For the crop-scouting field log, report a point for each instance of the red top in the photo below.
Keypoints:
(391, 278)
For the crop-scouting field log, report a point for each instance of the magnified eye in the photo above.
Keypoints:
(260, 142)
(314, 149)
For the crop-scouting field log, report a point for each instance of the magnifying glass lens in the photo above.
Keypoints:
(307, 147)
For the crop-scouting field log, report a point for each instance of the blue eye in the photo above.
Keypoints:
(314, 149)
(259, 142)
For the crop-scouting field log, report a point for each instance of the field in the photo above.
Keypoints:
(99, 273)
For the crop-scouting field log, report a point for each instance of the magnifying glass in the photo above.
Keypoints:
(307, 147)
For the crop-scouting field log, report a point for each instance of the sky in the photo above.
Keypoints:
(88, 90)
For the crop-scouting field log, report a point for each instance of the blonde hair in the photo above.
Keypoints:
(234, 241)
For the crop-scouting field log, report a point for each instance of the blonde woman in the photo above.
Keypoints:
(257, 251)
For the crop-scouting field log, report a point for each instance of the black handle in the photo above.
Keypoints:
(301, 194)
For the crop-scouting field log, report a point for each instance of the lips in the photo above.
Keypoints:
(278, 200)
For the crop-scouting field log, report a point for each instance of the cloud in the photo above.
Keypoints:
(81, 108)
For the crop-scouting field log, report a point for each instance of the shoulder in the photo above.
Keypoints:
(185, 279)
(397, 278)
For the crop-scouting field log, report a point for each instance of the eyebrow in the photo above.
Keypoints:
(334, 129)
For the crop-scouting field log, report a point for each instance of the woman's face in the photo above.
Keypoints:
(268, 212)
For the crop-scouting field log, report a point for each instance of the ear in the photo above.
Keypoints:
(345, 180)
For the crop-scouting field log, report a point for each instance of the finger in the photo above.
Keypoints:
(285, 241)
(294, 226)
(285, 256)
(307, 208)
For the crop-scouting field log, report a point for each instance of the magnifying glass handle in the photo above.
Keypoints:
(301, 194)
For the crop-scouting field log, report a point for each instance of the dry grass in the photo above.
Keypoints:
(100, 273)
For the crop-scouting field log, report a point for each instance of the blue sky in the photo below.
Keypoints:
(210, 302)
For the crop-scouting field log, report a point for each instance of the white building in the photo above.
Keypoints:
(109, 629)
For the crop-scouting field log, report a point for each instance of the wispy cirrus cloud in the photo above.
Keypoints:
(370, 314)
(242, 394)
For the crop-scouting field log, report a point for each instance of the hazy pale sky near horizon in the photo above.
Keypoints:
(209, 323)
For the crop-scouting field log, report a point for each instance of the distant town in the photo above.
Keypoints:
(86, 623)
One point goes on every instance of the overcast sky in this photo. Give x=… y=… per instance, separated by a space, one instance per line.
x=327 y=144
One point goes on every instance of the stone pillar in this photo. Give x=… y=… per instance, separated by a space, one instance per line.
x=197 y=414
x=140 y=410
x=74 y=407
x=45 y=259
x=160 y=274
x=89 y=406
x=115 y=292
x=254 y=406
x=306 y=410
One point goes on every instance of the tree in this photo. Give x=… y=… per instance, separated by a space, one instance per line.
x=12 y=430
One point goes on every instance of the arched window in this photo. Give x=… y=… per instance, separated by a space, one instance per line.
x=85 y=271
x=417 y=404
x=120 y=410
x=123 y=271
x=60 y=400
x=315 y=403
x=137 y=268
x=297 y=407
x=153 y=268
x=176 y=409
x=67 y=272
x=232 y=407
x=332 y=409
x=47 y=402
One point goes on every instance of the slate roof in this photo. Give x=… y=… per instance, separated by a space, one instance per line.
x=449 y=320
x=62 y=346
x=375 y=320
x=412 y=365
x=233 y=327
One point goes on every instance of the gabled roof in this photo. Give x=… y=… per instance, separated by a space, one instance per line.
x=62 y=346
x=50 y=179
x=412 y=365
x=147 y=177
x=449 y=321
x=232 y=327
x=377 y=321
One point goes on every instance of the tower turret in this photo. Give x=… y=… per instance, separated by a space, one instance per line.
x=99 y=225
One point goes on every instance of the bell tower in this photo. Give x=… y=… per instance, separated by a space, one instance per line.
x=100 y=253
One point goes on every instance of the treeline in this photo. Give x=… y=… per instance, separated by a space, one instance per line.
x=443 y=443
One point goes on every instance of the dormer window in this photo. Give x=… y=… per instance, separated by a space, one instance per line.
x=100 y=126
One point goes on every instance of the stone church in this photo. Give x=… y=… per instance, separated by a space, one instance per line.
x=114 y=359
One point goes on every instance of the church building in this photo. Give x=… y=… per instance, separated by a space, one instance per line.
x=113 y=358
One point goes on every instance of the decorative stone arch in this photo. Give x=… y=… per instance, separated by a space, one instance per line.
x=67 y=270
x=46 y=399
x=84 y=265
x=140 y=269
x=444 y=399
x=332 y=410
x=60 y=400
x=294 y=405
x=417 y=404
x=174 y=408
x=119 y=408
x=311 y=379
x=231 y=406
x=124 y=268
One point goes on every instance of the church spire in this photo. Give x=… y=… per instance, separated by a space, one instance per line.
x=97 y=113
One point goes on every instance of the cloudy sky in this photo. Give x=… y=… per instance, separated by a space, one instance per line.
########
■ **Exercise details**: The response has to match the data exactly, line for line.

■ **Response area**:
For the crop-scouting field log, report a point for each instance of the red top in the photo below.
Keypoints:
(391, 278)
For the crop-scouting field log, report a point for each instance of the magnified eye in the photo above.
Keypoints:
(260, 142)
(314, 149)
For the crop-scouting field log, report a point for each instance of the magnifying glass lens in the photo above.
Keypoints:
(307, 147)
For the crop-scouting field log, report a point for each instance of the blue eye in the photo above.
Keypoints:
(314, 149)
(259, 142)
For the crop-scouting field log, report a point for each instance of the field in the photo above.
Keypoints:
(99, 273)
For the crop-scouting field log, report a point for each instance of the magnifying glass in the photo above.
Keypoints:
(307, 147)
For the crop-scouting field log, report a point for each instance of the sky in the photo above.
Keypoints:
(88, 90)
For the crop-scouting field log, report a point for each instance of the blonde hair in the photo above.
Keypoints:
(234, 241)
For the crop-scouting field log, report a point for each instance of the blonde woman in the photo above.
Keypoints:
(257, 251)
For the crop-scouting field log, report a point for each instance of the black handle in the photo above.
Keypoints:
(301, 194)
For the crop-scouting field log, report a point for each instance of the lips in the photo above.
Keypoints:
(278, 200)
For the crop-scouting field log, report a point for each instance of the cloud in the photo above.
Keypoints:
(81, 108)
For the crop-scouting field log, report a point for each instance of the shoulder in the photo above.
Keypoints:
(185, 279)
(397, 278)
For the crop-scouting field log, report a point for each instance of the eyebrow in the photo above.
Keypoints:
(334, 129)
For the crop-scouting field log, report a point for each instance of the woman's face in the photo above.
Keypoints:
(268, 212)
For the crop-scouting field log, report a point for each instance of the ear in the photo above.
Keypoints:
(345, 180)
For the crop-scouting field log, report a point for each instance of the finger in the photo above.
Keypoints:
(285, 241)
(294, 226)
(285, 256)
(307, 208)
For the crop-scouting field log, report a point for each instance of the magnifying glass handle in the photo above.
Keypoints:
(301, 194)
For the crop-scouting field log, report a point for each instance of the dry grass in the photo above.
Keypoints:
(100, 273)
For the crop-scouting field log, report a point for each instance of the blue sky in the photo below.
Keypoints:
(210, 302)
For the crop-scouting field log, report a point for each instance of the white building in the photo above.
Keypoints:
(109, 629)
For the crop-scouting field log, report a point for each instance of the wispy cirrus cloud in the photo above.
Keypoints:
(370, 314)
(242, 394)
For the crop-scouting field log, report a point for each instance of the hazy pale sky near horizon in the photo above.
Keypoints:
(209, 323)
For the crop-scouting field log, report a point for each instance of the distant town in the photo above.
Keypoints:
(86, 623)
One point goes on every instance of the overcast sky in this photo. Give x=… y=… per instance, separated by a space, one instance per line.
x=327 y=144
One point goes on every instance of the stone pillar in this photo. Give x=… y=… per instance, separated by a space, one instance per line.
x=197 y=414
x=140 y=410
x=74 y=407
x=45 y=259
x=160 y=274
x=89 y=406
x=115 y=292
x=254 y=406
x=306 y=410
One point goes on every instance of the tree in this photo. Give x=… y=… per instance, separated by a space, one instance per line.
x=12 y=430
One point goes on every instance of the arched window in this photo. Give x=… y=… per instance, separated by a space, one instance per line.
x=85 y=271
x=417 y=404
x=120 y=410
x=123 y=271
x=60 y=400
x=315 y=403
x=137 y=268
x=297 y=407
x=153 y=268
x=176 y=409
x=67 y=272
x=232 y=407
x=332 y=409
x=47 y=402
One point goes on every instance of the slate roof in this photo. Give x=… y=… per instance, separated by a space, one instance per line.
x=449 y=320
x=62 y=346
x=375 y=320
x=412 y=365
x=233 y=327
One point goes on every instance of the gabled roof in this photo. Give x=… y=… per instance, separated by a space, one instance per line.
x=62 y=346
x=50 y=179
x=412 y=365
x=147 y=177
x=449 y=321
x=232 y=327
x=377 y=321
One point goes on every instance of the tower turret in this photo. Give x=… y=… per instance, separated by a space, one instance per line.
x=99 y=225
One point goes on every instance of the bell tower in this photo. Give x=… y=… per instance, separated by a space, one instance per line.
x=100 y=253
One point goes on every instance of the treeline in this photo. Give x=… y=… per instance, separated by a space, one instance per line.
x=443 y=443
One point goes on every instance of the dormer window in this photo. Give x=… y=… per instance, separated by a space, one instance per line.
x=100 y=126
One point goes on every instance of the stone church in this photo. Give x=… y=… per instance, separated by a space, one instance per line.
x=114 y=359
One point goes on every instance of the church building in this photo. Give x=… y=… per instance, separated by a space, one instance per line.
x=113 y=358
One point goes on every instance of the decorative stone arch in this photo. Give x=… y=… per instance, separated by a space, one instance per line.
x=67 y=270
x=46 y=399
x=84 y=265
x=140 y=269
x=444 y=399
x=332 y=410
x=60 y=400
x=294 y=405
x=417 y=404
x=174 y=408
x=119 y=408
x=311 y=379
x=231 y=406
x=124 y=268
One point goes on every instance of the church spire in this photo. Give x=… y=… per instance, separated by a space, one instance per line.
x=97 y=113
One point goes on every instance of the cloudy sky in this photo. Give x=… y=… per instance, separated by a space, one instance per line.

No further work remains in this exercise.